STATED EXERCISE 1 = Shift every coordinate in the answers up by 66, and write the records out again from the line containing "Task: identify the camera" through the end of the records, both included, keeping the task lines.
** START EXCERPT TO READ **
Well 2019, I’m not quite sure I like you. We’ve gotten off to a tumultuous start. While I wish I could say it’s because of the lack of NYE smooches, it’s much less trivial than that. I landed back in Los Angeles to find out that my best friend’s mom passed away suddenly in the middle of the night. I can’t express enough how much I hate that for her. There is something so powerful in love that your heart can actually crack for someone else. Love is armor. Love protects. When tragedy strikes, the people you love will be there. They hold you together when you feel like you’re falling apart. They remind you of who you are when you’ve forgotten. Perhaps that is why I’m such a diehard advocate of love. Maybe the penniless sitar player from Moulin Rouge was right because at the end of the day, love will lift you up where you belong.
I hate the helplessness and utter lack of speech that come with death. I am a woman of words and even I can’t string together anything that comes close to relieving the pain and heartache of loss. It’s as if someone has stolen my voice box and shaken all of the thoughts in my mind and I’ve forgotten how to construct a simple sentence. But I try, and in the midst of my scramble, I realize that it doesn’t matter because there isn’t anything I could possibly say that would bring any sort of comfort. Not the kind of comfort they seek and certainly not the kind that’s even remotely tangible. If I could manipulate time, I’d be of more use. I’d fast forward to a place where things made more sense, where rest came a little easier and when grief wasn’t so consuming – because it is…until it’s not. Sometimes all you can do is let someone know you’re there.
** END EXCERPT TO READ **
STATED EXERCISE 2 = In the post about grief, which city did the writer land back in?
** START EXTRACTED INFORMATION **
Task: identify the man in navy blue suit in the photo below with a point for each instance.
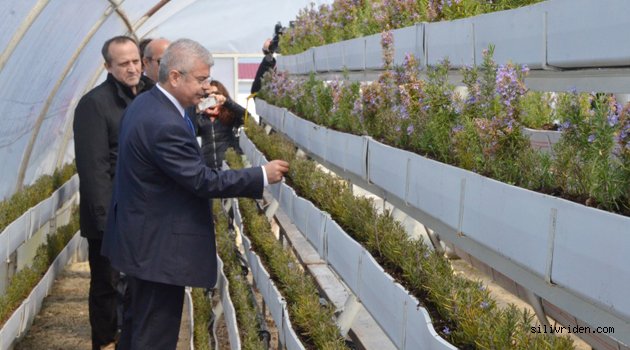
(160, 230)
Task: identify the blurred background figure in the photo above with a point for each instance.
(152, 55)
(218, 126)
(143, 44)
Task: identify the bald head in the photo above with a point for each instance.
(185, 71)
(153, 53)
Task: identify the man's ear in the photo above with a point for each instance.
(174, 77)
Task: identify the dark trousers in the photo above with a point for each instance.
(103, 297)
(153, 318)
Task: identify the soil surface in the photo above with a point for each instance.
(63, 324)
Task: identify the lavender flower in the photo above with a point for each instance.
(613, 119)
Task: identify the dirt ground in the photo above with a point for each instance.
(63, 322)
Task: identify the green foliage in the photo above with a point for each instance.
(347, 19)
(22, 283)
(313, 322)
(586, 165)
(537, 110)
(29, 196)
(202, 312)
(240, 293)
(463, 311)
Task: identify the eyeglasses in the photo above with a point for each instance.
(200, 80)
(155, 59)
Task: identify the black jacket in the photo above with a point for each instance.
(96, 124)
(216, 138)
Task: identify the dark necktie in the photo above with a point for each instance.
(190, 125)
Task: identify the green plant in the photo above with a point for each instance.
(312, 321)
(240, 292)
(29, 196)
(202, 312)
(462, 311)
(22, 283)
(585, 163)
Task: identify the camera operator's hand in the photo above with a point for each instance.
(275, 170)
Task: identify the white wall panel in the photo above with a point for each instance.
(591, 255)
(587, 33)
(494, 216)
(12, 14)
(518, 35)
** END EXTRACTED INFORMATION **
WRITTEN ANSWER 1 =
Task: identify the camera operator's hand in the photo above with a point for each instance.
(341, 236)
Task: identify the white wall panel in the photo above with a point for each instance.
(657, 321)
(653, 99)
(560, 282)
(78, 80)
(584, 101)

WRITTEN ANSWER 2 = Los Angeles.